Required work: In the data, extract each line that holds the string "present".

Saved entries

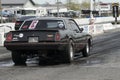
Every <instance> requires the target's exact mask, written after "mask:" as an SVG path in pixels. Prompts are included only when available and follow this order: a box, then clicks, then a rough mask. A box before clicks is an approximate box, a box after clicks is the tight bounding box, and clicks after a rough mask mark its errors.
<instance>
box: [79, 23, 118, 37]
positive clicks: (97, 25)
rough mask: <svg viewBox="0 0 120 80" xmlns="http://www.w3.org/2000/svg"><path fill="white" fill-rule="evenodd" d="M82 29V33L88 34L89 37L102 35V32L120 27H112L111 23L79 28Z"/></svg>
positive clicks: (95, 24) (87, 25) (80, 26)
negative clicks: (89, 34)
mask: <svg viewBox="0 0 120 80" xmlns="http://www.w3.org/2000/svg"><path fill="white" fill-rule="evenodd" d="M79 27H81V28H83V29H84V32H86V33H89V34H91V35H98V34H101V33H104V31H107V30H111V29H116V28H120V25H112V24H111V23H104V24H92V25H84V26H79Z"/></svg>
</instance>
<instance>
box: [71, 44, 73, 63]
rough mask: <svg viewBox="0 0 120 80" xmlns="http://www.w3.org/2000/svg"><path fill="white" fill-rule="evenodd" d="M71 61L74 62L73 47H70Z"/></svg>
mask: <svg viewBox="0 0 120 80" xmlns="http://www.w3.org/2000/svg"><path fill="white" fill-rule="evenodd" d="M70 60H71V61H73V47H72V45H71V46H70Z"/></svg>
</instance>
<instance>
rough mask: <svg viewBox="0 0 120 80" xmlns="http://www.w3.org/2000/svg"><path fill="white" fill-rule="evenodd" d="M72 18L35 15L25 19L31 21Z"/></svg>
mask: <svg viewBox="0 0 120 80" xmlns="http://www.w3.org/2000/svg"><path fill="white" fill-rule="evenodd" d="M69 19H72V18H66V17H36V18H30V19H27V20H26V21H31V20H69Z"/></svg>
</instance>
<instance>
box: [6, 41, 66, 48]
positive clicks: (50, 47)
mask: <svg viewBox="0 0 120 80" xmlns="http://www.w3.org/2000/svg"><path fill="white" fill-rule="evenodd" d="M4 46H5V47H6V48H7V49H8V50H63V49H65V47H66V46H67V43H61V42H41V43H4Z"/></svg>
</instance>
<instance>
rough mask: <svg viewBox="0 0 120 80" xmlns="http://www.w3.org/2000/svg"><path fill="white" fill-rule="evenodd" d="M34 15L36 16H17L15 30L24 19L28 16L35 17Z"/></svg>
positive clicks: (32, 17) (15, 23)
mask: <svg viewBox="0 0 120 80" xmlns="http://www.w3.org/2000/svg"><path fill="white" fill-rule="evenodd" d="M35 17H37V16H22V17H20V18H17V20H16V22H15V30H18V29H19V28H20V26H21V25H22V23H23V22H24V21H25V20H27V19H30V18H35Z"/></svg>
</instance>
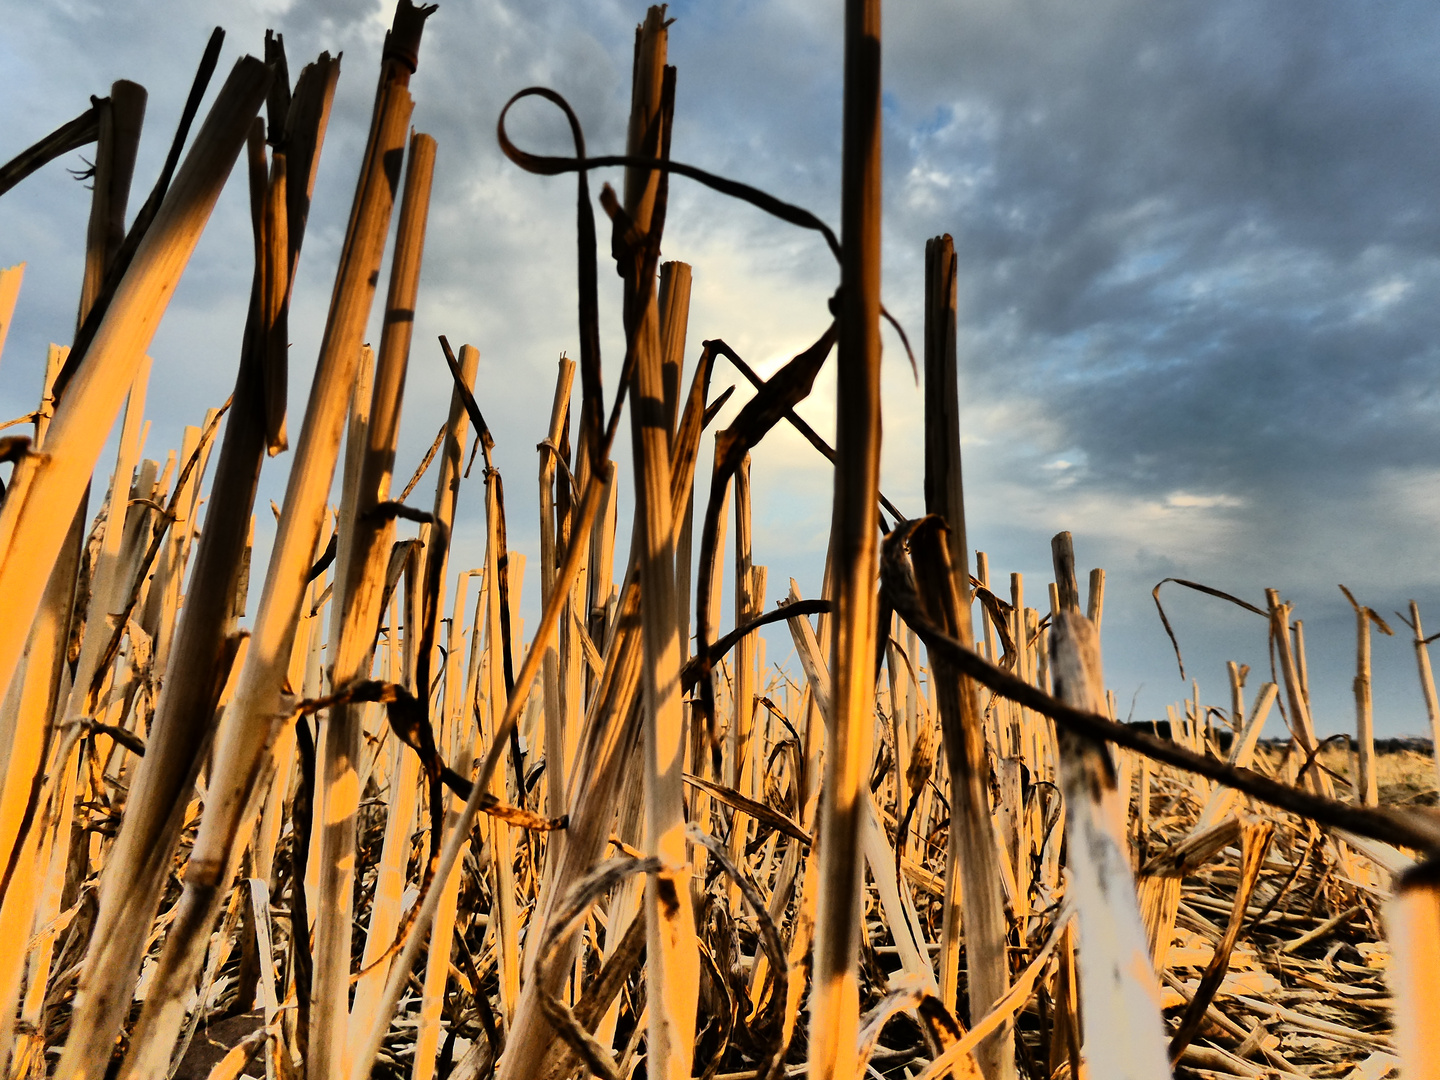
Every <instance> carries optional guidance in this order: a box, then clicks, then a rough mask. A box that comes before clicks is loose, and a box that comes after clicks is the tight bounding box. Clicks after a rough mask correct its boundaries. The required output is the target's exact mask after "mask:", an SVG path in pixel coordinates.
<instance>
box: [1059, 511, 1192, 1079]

---

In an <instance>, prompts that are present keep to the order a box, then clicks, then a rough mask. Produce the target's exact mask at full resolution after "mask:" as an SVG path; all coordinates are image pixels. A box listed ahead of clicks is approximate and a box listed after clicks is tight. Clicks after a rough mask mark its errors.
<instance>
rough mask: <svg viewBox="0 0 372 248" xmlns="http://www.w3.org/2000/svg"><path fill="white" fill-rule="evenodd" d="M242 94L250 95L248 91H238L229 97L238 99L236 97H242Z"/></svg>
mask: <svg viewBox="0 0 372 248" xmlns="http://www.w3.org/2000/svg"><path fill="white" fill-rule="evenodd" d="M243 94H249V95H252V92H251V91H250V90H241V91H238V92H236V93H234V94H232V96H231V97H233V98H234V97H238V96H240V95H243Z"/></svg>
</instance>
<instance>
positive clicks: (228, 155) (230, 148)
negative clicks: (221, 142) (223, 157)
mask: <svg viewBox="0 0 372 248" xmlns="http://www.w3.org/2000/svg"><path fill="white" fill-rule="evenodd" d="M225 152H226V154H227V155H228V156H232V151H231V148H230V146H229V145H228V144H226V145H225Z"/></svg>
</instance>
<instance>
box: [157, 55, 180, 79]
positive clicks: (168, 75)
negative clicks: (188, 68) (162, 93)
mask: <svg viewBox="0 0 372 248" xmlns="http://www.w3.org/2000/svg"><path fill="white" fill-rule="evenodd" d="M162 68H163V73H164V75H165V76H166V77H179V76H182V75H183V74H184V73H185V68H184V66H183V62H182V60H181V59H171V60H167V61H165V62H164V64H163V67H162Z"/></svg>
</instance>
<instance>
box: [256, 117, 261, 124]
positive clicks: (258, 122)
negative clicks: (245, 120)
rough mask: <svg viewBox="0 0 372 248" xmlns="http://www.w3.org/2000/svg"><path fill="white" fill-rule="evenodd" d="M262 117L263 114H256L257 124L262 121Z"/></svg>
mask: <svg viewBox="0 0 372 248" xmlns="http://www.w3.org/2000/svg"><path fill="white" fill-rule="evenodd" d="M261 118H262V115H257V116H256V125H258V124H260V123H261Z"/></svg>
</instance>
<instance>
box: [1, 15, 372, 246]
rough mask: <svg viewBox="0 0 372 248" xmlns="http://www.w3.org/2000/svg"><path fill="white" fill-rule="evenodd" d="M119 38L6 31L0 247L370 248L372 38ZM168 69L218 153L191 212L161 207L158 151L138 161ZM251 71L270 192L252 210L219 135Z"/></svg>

--

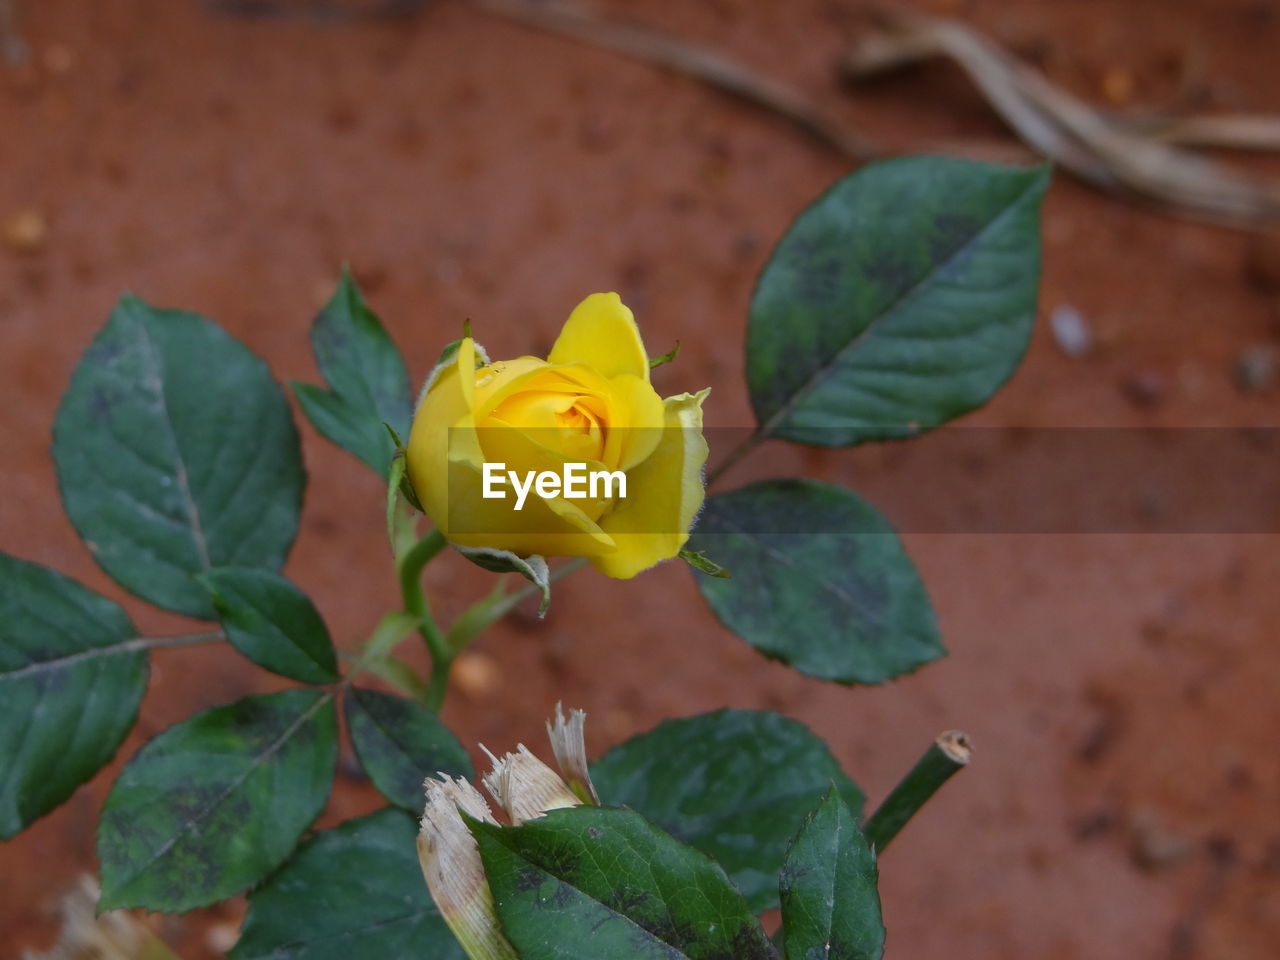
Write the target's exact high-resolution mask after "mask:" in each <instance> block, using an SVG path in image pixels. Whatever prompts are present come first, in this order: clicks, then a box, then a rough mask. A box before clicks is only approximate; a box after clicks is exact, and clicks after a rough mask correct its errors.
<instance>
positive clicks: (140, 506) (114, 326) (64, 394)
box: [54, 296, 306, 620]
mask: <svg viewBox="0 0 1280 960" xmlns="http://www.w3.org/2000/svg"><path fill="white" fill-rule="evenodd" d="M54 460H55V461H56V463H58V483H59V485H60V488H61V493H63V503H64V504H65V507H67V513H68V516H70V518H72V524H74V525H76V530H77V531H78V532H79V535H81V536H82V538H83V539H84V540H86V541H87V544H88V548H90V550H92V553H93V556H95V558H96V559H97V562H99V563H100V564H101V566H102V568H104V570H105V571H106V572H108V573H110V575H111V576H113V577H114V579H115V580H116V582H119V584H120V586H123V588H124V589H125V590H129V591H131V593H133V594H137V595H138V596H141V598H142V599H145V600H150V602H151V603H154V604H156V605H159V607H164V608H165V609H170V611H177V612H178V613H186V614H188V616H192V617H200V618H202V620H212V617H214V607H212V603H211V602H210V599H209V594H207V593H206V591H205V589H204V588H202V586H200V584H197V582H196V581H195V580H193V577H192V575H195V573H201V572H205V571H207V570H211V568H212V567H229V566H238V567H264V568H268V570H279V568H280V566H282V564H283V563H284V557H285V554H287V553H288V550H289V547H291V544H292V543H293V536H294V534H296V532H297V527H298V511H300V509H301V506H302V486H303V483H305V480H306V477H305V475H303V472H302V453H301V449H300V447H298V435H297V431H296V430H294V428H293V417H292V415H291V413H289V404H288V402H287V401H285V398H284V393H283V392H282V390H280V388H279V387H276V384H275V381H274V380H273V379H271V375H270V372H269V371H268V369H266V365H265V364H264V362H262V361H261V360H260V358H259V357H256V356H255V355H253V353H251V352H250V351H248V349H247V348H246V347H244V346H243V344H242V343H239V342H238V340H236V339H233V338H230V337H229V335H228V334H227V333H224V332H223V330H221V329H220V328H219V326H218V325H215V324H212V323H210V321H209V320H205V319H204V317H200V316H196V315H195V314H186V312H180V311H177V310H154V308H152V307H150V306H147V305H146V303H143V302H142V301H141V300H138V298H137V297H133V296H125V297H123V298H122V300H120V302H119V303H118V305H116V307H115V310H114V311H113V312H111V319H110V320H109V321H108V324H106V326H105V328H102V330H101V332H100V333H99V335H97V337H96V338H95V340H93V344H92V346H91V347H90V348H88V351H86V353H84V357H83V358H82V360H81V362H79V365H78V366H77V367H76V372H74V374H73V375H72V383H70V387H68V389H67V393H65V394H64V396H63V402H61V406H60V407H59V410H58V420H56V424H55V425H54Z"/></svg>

Exercise solution:
In an <instance>, prompts that are present keep to the order a box, then clicks, then a rough mask. Produce the target's exact mask at full resolution after "mask:" as an SVG path; all coordinates are image pixels. A box listed ahead of clicks is approximate and a box listed after clicks is tight. Clicks after a rough mask mark its errors.
Write the target's exact high-resolution mask after "mask:" in each <instance> block, using an SVG path in image pixels. Whatever prompts are present come first, in this order: clicks, then a box, then a rough mask. A box before clicks is only approximate; a box after clicks is exact, and clicks after a rough mask correct its errors.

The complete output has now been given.